## BEGIN Data lines
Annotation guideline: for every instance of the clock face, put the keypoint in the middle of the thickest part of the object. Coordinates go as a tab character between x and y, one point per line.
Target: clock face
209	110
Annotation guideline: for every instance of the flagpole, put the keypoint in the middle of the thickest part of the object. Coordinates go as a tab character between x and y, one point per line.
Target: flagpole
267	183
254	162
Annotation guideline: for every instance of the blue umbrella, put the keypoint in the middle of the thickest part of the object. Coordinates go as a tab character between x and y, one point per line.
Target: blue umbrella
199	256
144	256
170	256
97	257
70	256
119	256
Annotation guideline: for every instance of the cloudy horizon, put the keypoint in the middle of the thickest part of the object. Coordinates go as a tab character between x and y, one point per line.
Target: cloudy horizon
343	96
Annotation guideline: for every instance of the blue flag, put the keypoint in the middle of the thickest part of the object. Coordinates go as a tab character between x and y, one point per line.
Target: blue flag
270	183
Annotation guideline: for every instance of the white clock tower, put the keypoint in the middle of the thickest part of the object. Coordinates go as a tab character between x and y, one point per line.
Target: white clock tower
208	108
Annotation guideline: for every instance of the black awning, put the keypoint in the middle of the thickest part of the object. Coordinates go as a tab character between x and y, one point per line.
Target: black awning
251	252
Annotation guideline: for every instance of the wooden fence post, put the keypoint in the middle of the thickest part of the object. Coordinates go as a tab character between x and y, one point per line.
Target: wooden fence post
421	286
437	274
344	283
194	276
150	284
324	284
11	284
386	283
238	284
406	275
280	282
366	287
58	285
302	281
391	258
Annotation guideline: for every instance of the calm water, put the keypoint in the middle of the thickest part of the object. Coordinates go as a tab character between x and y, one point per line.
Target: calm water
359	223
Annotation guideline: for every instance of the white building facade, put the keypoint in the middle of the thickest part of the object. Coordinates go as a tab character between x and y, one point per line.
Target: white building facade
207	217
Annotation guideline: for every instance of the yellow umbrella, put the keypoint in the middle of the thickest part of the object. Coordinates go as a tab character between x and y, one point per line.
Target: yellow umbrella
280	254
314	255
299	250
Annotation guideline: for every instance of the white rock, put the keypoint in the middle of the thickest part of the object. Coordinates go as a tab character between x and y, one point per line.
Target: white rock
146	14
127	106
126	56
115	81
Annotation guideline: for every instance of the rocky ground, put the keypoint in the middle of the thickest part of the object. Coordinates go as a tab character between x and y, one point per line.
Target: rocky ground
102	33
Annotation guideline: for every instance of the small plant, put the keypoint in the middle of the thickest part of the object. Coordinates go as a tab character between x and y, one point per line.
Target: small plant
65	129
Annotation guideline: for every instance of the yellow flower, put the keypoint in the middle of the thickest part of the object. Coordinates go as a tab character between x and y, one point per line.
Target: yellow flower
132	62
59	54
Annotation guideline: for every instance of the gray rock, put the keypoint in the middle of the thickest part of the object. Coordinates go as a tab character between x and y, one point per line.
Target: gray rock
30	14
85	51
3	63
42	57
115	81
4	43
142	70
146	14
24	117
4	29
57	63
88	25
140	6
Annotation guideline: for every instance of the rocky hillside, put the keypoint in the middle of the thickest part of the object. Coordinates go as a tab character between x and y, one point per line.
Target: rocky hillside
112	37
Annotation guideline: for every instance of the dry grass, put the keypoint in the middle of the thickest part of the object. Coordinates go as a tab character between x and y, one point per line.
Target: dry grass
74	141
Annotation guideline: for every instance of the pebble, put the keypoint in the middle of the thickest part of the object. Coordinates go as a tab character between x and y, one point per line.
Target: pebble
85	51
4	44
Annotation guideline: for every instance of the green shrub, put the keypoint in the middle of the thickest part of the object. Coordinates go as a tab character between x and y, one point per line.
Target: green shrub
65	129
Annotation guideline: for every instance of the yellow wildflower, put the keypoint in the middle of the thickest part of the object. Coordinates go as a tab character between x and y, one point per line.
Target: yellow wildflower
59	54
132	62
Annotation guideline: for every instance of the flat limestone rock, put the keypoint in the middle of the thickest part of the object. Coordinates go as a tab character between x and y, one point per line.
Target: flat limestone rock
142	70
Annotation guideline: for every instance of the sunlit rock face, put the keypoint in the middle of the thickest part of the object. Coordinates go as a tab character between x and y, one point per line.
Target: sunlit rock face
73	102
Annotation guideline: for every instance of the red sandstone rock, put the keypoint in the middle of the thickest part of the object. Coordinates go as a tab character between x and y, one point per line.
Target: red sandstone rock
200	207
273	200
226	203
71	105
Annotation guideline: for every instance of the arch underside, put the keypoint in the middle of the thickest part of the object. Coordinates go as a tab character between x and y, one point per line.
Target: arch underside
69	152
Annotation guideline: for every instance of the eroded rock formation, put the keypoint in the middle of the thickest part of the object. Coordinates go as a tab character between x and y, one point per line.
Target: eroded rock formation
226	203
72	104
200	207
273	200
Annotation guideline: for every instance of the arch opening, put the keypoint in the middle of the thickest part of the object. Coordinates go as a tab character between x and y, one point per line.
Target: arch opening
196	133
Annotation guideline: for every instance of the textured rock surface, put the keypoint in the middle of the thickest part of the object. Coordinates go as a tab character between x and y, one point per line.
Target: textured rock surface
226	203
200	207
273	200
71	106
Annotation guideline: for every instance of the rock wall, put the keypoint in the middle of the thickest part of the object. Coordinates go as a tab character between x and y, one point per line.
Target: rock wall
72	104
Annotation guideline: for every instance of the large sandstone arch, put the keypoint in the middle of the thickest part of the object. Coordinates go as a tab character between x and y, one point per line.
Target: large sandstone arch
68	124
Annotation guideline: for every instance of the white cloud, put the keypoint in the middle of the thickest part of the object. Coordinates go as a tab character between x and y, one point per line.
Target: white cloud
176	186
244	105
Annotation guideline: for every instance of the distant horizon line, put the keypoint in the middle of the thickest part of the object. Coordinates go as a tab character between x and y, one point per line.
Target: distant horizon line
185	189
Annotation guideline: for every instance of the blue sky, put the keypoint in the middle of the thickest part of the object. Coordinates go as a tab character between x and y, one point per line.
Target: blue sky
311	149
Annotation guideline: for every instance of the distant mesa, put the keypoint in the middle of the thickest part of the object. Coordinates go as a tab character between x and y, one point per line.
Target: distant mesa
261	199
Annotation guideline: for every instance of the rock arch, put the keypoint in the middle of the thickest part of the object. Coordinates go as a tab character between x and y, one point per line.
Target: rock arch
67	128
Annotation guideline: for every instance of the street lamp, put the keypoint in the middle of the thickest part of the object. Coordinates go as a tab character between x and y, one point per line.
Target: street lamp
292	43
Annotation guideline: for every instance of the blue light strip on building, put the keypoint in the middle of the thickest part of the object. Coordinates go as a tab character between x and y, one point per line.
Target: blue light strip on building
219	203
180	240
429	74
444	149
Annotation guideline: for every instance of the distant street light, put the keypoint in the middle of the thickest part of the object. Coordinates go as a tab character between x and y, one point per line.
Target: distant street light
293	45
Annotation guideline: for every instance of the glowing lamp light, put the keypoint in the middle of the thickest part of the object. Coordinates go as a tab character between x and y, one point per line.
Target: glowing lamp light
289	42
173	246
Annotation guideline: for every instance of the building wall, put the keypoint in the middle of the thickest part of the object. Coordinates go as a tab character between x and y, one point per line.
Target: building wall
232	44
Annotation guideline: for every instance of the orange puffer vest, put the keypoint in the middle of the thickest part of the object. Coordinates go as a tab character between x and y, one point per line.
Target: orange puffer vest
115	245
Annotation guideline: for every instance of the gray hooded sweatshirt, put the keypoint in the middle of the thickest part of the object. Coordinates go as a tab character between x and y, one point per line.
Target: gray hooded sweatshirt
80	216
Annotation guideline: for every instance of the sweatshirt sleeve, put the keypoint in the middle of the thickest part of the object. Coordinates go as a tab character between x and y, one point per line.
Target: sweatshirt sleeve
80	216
## END Data lines
Aim: Please rewrite everything from the line containing "Annotation guideline: for every instance of the gray hooded" down to the end of the rows, renaming "thickest part" to "widest part" and keeping all else unchanged.

Full solution:
Annotation guideline: for every instance of the gray hooded sweatshirt, put the keypoint in the middle of the widest part of the object. Coordinates go as a tab character between x and y, one point per line.
Target: gray hooded sweatshirt
80	216
Annotation guideline: for every instance of the sweatshirt sleeve, put the keypoint in the middle of the widest part of the object. Coordinates go as a tab character between x and y, one point per line.
Target: sweatshirt sleeve
80	216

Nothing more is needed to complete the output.